### EXERCISE OBJECTIVE
Check each line of the material below for "bumper", then copy the ones that contain it.

### SOURCE RECORDS
•••

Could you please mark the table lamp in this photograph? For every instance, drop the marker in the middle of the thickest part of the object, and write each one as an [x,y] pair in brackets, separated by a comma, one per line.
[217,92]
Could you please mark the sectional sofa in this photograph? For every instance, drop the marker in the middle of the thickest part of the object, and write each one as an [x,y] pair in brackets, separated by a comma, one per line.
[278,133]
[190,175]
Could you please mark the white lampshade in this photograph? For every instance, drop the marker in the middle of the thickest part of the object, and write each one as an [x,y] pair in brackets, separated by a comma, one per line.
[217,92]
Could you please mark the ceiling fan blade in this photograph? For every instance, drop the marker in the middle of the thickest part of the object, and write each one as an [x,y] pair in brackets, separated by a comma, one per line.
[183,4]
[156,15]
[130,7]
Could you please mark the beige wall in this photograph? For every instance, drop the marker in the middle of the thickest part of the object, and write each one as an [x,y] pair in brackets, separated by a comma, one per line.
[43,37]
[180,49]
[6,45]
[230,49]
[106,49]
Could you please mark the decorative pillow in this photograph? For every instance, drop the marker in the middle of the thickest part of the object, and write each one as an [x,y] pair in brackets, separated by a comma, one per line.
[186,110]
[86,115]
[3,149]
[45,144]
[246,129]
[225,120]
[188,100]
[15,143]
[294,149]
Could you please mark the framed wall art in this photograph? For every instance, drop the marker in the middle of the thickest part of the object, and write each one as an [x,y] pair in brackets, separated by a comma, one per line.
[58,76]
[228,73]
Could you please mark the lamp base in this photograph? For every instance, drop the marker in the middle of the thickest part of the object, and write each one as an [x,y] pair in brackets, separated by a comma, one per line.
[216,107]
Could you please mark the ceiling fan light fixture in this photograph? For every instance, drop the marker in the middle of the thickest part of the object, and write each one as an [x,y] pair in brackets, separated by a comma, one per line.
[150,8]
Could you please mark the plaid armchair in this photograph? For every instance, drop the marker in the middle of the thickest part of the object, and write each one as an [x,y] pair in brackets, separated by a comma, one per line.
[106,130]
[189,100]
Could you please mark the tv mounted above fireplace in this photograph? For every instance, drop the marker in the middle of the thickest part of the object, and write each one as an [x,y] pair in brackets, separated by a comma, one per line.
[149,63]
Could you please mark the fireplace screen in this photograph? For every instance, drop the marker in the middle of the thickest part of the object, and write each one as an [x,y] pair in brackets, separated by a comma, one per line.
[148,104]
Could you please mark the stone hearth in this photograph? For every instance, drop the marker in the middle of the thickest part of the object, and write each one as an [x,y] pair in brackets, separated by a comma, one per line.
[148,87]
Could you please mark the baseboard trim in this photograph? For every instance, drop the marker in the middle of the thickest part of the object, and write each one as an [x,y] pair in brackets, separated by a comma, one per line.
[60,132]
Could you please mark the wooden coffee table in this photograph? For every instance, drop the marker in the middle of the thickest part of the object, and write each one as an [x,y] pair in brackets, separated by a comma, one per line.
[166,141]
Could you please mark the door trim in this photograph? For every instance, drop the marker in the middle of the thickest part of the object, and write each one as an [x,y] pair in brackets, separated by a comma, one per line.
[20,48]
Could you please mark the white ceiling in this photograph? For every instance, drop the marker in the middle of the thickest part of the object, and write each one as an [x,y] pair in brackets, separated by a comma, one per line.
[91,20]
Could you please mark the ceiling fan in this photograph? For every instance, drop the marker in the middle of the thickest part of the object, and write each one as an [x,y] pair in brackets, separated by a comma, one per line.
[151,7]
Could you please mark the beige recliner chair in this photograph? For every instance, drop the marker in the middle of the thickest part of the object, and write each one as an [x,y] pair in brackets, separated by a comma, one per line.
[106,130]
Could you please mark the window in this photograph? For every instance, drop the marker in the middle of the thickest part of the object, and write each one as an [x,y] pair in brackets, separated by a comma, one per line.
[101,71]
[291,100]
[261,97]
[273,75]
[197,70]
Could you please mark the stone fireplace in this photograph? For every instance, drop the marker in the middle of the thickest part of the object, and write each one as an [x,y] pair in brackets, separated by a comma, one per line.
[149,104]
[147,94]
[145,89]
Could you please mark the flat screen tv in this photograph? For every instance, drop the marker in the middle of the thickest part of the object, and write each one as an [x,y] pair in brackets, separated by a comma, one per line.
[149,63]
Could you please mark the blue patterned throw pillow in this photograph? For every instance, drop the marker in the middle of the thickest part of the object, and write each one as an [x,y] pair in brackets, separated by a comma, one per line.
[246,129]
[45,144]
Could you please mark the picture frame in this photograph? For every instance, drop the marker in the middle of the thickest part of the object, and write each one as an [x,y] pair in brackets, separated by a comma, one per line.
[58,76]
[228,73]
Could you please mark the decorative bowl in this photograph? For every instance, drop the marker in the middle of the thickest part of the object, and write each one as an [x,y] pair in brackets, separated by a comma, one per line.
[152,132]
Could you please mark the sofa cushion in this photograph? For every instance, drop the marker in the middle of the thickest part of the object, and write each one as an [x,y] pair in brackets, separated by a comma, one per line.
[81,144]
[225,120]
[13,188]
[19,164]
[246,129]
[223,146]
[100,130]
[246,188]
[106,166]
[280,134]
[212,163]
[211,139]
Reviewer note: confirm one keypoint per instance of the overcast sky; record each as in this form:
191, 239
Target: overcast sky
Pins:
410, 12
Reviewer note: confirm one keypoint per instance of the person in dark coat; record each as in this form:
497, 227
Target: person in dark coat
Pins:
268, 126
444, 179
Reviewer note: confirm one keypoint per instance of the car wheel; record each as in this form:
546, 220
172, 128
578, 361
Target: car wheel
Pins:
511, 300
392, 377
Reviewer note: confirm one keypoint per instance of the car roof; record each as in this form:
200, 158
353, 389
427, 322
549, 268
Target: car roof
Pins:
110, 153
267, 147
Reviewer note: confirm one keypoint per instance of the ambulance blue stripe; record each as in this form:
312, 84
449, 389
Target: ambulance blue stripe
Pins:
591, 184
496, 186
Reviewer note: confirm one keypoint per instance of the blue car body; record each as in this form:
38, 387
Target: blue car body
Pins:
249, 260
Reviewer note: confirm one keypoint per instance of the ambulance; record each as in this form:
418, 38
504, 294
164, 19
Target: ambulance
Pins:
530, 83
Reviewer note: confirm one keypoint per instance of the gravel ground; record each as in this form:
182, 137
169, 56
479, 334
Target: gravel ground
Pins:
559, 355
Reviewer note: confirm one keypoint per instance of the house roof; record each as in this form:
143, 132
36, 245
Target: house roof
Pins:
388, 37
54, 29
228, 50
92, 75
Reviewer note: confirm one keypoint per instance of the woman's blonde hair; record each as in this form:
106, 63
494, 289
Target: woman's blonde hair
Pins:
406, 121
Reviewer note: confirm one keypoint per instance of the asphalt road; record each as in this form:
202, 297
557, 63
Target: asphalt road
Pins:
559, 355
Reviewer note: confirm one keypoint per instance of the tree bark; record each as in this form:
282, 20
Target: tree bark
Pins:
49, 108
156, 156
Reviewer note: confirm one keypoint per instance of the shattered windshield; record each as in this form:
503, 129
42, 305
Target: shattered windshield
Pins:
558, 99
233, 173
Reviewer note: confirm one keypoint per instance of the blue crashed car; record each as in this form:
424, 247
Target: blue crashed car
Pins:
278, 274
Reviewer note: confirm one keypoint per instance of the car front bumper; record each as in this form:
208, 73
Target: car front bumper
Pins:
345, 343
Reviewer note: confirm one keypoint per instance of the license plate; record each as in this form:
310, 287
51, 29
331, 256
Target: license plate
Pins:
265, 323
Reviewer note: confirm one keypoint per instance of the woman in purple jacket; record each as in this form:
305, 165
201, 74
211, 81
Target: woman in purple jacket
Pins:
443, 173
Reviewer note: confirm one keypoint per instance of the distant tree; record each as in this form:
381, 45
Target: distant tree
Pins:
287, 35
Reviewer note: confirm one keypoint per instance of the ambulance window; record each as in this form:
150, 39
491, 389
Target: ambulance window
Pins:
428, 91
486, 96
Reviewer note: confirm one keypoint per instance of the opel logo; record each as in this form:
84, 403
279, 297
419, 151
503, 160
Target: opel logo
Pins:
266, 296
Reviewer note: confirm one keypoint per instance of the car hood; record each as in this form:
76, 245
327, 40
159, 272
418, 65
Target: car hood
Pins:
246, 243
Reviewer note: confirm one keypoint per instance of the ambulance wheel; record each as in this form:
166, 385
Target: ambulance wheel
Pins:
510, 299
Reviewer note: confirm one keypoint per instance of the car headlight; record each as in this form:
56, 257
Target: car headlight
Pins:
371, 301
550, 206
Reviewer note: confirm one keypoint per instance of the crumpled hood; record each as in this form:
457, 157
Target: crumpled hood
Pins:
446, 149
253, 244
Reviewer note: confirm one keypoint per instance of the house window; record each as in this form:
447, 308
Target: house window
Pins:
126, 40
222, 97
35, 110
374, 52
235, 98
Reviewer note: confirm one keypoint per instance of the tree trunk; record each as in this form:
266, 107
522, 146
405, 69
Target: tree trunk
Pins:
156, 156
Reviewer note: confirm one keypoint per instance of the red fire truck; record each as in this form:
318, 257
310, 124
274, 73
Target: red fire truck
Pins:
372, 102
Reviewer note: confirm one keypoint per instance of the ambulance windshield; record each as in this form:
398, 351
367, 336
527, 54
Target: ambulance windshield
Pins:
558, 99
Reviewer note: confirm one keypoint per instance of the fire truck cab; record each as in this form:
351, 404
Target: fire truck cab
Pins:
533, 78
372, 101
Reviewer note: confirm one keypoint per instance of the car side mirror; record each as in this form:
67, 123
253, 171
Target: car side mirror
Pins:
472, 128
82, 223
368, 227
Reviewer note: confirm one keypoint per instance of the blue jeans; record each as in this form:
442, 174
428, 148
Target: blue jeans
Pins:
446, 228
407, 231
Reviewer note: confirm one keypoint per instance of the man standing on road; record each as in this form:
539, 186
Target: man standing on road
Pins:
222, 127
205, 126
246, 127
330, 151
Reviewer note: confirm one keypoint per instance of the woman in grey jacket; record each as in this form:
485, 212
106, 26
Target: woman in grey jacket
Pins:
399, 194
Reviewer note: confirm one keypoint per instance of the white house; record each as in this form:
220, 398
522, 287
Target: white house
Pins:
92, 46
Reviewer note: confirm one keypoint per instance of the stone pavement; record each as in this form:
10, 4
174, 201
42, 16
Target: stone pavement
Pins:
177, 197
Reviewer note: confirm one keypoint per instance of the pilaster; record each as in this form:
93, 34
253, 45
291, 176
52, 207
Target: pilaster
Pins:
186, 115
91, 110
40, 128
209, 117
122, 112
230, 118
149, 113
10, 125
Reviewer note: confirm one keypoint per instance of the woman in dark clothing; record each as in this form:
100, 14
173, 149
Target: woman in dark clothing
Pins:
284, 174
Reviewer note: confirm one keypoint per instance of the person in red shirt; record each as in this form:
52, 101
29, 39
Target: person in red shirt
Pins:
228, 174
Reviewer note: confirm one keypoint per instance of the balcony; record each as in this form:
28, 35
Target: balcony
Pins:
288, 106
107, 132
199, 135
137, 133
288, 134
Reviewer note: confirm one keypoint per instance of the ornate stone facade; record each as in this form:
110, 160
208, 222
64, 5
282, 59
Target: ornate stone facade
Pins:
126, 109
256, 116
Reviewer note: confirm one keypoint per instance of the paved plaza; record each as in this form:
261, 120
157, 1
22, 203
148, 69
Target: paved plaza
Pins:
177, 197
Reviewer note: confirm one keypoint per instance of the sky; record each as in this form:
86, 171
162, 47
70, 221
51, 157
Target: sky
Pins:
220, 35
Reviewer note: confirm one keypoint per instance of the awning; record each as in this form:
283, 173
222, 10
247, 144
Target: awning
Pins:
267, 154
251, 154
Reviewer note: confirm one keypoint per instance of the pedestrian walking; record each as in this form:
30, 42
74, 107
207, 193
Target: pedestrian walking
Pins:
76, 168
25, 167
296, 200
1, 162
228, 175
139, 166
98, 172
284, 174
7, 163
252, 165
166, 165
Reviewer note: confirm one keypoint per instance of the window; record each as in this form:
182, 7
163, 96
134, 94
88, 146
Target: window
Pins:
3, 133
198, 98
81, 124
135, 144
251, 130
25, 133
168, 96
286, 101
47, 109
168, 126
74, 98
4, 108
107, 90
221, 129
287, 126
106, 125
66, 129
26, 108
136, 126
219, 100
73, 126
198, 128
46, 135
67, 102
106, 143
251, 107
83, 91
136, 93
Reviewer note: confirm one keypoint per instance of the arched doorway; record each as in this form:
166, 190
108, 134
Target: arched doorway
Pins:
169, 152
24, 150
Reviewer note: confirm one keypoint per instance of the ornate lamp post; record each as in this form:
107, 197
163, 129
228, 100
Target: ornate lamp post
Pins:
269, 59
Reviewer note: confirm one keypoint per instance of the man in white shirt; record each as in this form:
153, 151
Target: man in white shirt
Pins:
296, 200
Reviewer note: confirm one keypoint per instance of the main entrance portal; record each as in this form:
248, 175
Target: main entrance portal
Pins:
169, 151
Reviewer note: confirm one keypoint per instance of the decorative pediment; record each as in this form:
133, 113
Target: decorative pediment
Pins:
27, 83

•••

### RESULT
Reviewer note: confirm one keypoint per instance of the car front bumper; record each as in this form:
Target: car front bumper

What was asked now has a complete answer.